Would you restate all the data that follows, word for word?

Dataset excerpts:
________________

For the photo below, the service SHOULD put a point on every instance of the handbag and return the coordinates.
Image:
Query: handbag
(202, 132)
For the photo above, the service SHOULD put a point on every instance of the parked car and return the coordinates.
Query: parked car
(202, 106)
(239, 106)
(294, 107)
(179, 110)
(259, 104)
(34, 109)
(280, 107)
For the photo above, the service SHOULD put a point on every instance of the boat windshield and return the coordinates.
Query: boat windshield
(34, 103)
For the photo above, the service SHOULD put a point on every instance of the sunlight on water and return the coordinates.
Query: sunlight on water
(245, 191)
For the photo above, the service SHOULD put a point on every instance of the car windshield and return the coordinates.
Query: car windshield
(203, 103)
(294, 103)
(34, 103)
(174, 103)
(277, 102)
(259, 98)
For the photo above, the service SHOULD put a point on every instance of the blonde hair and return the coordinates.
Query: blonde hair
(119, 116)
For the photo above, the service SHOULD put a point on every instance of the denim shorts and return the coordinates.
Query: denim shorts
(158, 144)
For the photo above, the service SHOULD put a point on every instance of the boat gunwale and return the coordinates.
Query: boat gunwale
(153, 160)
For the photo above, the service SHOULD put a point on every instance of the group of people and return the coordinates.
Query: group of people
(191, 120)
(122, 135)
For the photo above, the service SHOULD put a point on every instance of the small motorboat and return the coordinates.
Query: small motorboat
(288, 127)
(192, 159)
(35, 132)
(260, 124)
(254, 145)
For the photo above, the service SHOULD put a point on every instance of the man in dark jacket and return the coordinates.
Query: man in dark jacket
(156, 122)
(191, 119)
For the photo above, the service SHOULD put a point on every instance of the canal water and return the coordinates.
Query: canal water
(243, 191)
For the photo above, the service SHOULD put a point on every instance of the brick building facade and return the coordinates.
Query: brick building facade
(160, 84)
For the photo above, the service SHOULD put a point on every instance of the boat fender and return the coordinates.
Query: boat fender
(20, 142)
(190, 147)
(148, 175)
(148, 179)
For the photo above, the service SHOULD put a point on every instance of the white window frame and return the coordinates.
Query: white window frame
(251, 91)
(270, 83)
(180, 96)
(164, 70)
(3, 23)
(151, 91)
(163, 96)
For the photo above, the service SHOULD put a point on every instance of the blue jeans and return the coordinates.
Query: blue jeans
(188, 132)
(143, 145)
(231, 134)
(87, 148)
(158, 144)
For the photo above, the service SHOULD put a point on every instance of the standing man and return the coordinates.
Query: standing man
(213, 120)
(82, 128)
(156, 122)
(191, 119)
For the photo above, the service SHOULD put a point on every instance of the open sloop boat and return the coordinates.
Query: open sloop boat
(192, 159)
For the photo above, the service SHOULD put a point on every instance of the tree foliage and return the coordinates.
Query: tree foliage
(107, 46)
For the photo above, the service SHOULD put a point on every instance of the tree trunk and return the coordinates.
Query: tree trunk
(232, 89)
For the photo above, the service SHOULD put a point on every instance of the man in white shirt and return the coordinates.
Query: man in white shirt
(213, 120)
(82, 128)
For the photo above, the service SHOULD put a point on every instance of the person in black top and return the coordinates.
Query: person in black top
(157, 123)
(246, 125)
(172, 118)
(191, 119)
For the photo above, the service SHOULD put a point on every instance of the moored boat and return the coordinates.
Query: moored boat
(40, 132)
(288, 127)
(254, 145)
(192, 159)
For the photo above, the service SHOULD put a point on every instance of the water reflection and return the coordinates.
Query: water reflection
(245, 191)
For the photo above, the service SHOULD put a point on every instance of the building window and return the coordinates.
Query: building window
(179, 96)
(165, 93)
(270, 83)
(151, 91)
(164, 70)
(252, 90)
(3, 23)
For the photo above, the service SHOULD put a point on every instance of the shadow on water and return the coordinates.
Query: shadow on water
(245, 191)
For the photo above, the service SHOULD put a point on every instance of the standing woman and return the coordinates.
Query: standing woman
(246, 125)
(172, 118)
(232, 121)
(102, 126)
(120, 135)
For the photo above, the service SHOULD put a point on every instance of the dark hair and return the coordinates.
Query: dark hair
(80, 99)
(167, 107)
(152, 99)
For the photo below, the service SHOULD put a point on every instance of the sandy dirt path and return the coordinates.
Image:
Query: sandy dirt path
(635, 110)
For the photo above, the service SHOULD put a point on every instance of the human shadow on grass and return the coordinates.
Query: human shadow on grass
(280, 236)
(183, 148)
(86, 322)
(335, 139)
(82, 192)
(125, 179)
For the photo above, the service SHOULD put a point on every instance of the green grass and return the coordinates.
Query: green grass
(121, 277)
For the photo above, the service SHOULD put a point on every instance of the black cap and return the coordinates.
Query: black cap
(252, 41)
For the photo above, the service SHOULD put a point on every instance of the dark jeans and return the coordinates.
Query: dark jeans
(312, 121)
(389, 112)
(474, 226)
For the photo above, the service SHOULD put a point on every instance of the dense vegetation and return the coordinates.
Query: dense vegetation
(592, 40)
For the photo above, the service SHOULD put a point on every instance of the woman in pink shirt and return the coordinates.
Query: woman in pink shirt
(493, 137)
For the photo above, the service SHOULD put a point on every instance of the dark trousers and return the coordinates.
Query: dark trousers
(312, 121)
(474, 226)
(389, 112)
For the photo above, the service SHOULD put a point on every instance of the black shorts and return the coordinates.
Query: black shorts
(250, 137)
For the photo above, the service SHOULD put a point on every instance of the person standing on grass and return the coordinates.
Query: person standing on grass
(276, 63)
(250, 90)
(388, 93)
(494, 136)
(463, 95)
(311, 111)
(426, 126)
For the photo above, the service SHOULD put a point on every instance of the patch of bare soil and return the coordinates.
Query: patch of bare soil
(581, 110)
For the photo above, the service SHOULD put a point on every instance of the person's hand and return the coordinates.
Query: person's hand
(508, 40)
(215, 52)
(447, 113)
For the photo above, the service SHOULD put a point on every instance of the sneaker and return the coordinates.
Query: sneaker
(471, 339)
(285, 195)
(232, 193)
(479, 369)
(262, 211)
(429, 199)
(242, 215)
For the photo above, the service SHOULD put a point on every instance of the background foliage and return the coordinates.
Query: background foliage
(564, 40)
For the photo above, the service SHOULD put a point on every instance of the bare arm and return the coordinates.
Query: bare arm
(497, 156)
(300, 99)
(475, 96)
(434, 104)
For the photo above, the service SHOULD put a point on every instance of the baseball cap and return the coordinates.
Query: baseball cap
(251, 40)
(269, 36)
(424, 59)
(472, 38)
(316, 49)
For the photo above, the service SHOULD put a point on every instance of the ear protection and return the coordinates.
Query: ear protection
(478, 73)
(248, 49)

________________

Exercise result
For the photo below, the service SHOULD put a point on every instance of the handbag and return the coordinates.
Image:
Query: handbag
(202, 132)
For the photo above, the service SHOULD put a point on every instance of the parked car and return the coordinates.
Query: parked car
(202, 106)
(239, 106)
(294, 107)
(179, 110)
(259, 104)
(34, 109)
(280, 107)
For the photo above, the service SHOULD put a point on every instance of the boat windshield and return the coordinates.
Query: boat windshield
(34, 103)
For the photo above, the service SHOULD put a point on every instance of the sunlight on water and return the coordinates.
Query: sunlight on water
(245, 191)
For the photo above, the service SHOULD put a point on every instance of the car windshield and return the coordinates.
Query: car windshield
(203, 103)
(294, 103)
(34, 103)
(174, 103)
(277, 102)
(259, 98)
For the photo above, the service SHOULD put a point on every instance of the blonde hair and return the coordinates.
Query: blonde hair
(119, 116)
For the photo above, the service SHOULD put a point on every instance of the denim shorts and return the coordinates.
Query: denim shorts
(158, 144)
For the photo above, the service SHOULD put a point on every instance of the boat gunwale and return the coordinates.
Query: boat gunwale
(153, 160)
For the photo above, the service SHOULD put a point on every instance of the group of people and return the coordinates.
Query: group of people
(191, 120)
(122, 135)
For the photo above, the service SHOULD put a point on every instance of the small motorboat and return the coordinates.
Query: small motorboat
(288, 127)
(192, 159)
(35, 132)
(260, 124)
(254, 145)
For the photo above, the service SHOULD put a point on every instance of the man in dark jacket and return the coordinates.
Query: man in dark jacket
(156, 122)
(191, 119)
For the photo above, the service SHOULD put a point on every instance of the canal water and return the coordinates.
Query: canal water
(243, 191)
For the photo above, the service SHOULD put a point on every instance of the brick building facade and return the coordinates.
Query: brick building facade
(160, 84)
For the photo above, the service SHOULD put a point on every instance of the boat fender and return the coordinates.
Query: boat fender
(20, 142)
(190, 147)
(148, 175)
(148, 179)
For the photo above, the service SHOULD put a point on every instance of the white window frame and return the coordinates.
Query: white window frame
(251, 91)
(270, 83)
(180, 96)
(164, 70)
(3, 23)
(151, 91)
(163, 96)
For the photo above, the service SHOULD put a point on every instance of the blue jeans and return the coordinates.
Query: blue jeans
(188, 132)
(143, 145)
(231, 134)
(87, 148)
(158, 144)
For the photo above, the service SHOULD put a point on every instance of the standing man and return the coordinates.
Query: standing man
(213, 120)
(82, 128)
(156, 122)
(191, 119)
For the photo above, the service SHOULD put a point on every instance of the open sloop boat and return the coordinates.
Query: open sloop boat
(192, 159)
For the photo above, the service SHOULD put a point on every instance of the tree foliage and return the coordinates.
Query: tree foliage
(107, 46)
For the photo above, the service SHOULD put a point on every instance of the tree trunk and return the coordinates.
Query: tree trunk
(232, 89)
For the photo above, the service SHOULD put a point on every instance of the man in white shirt and return the coordinates.
Query: man in white shirt
(213, 120)
(82, 128)
For the photo above, the service SHOULD put a point on every instance of the person in black top and return the coordinates.
Query: person in black top
(157, 123)
(246, 125)
(172, 118)
(191, 119)
For the photo above, the service SHOULD put a point on every instance of the moored boat and return the coordinates.
Query: moored boat
(40, 132)
(288, 127)
(254, 145)
(192, 159)
For the photo above, the service SHOULD put a point on every instance of the water reflection and return the coordinates.
Query: water reflection
(245, 191)
For the photo above, the service SHOULD put a point on every instance of the building window and return the coordinates.
Query: building window
(179, 96)
(165, 93)
(270, 83)
(151, 91)
(164, 70)
(252, 90)
(3, 23)
For the photo above, the service SHOULD put a point on every instance of the shadow on water and return the coordinates.
Query: shadow on water
(245, 191)
For the photo above, the service SHOULD put a point on every instance of the standing woman and return the coordinates.
Query: standing woman
(246, 125)
(172, 118)
(232, 121)
(102, 126)
(120, 135)
For the photo above, the service SHOULD put a point on every instance of the dark hair and return the coordinates.
Query: dark hair
(80, 99)
(167, 107)
(152, 99)
For the photo below, the service SHOULD put a point on every instance of the sandy dirt path and return the coordinates.
Image:
Query: sandy dirt path
(635, 110)
For the photo above, the service SHOULD put a point on every instance of the human shadow on grass and return the coordinates.
Query: human shadow on grass
(280, 236)
(183, 148)
(86, 322)
(335, 139)
(82, 192)
(125, 179)
For the photo above, the service SHOULD put a point on every instance of the green grass and return the coordinates.
Query: green grass
(121, 277)
For the photo above, the service SHOULD put a point on every instance of the black cap and return the coordinates.
Query: black cap
(252, 41)
For the photo above, the service SHOULD put a point on every instance of the dark jeans and return the coordinates.
Query: dark jeans
(312, 121)
(389, 112)
(474, 226)
For the photo above, the service SHOULD put a point on every instance of the dense vegetation and return the coordinates.
Query: dense vegetation
(592, 40)
For the photo above, the service SHOULD put a point on every instance of the woman in pink shirt and return the coordinates.
Query: woman in pink shirt
(493, 137)
For the photo above, the service SHOULD put a point on every instance of the dark trousers and return the coordinates.
Query: dark trousers
(312, 121)
(474, 226)
(389, 112)
For the photo above, the service SHOULD put a point on every instance of the black shorts and return the coordinates.
Query: black shorts
(250, 137)
For the photo above, the service SHOULD put a point on every instance of the person standing on grass and return the coordinates.
Query: person standing on grass
(276, 63)
(250, 90)
(388, 93)
(494, 136)
(463, 95)
(311, 111)
(426, 126)
For the photo above, the service SHOULD put a point on every instance of the patch of bare soil and return the coordinates.
Query: patch of bare soil
(581, 110)
For the photo above, the service SHOULD put a point on every instance of the person's hand and return the coordinates.
Query: person's hand
(508, 40)
(215, 52)
(447, 113)
For the photo above, the service SHOULD put a point on every instance of the sneaker and return the coordinates.
Query: sneaker
(471, 339)
(285, 195)
(232, 193)
(479, 369)
(262, 211)
(429, 199)
(242, 215)
For the photo above, the service SHOULD put a point on every instance of the background foliage and return the coordinates.
Query: background foliage
(564, 40)
For the photo above, the service SHOULD put a point on every instance of the bare arm and return the coordinates.
Query: bare arm
(497, 156)
(300, 99)
(475, 96)
(434, 104)
For the photo above, the service SHOULD put a point on every instance of the baseball cap and return the coordinates.
Query: baseball cap
(251, 40)
(269, 36)
(424, 59)
(472, 38)
(316, 49)
For the photo above, the service SHOULD put a point on every instance of the ear protection and return the coordinates.
Query: ear protection
(478, 73)
(248, 49)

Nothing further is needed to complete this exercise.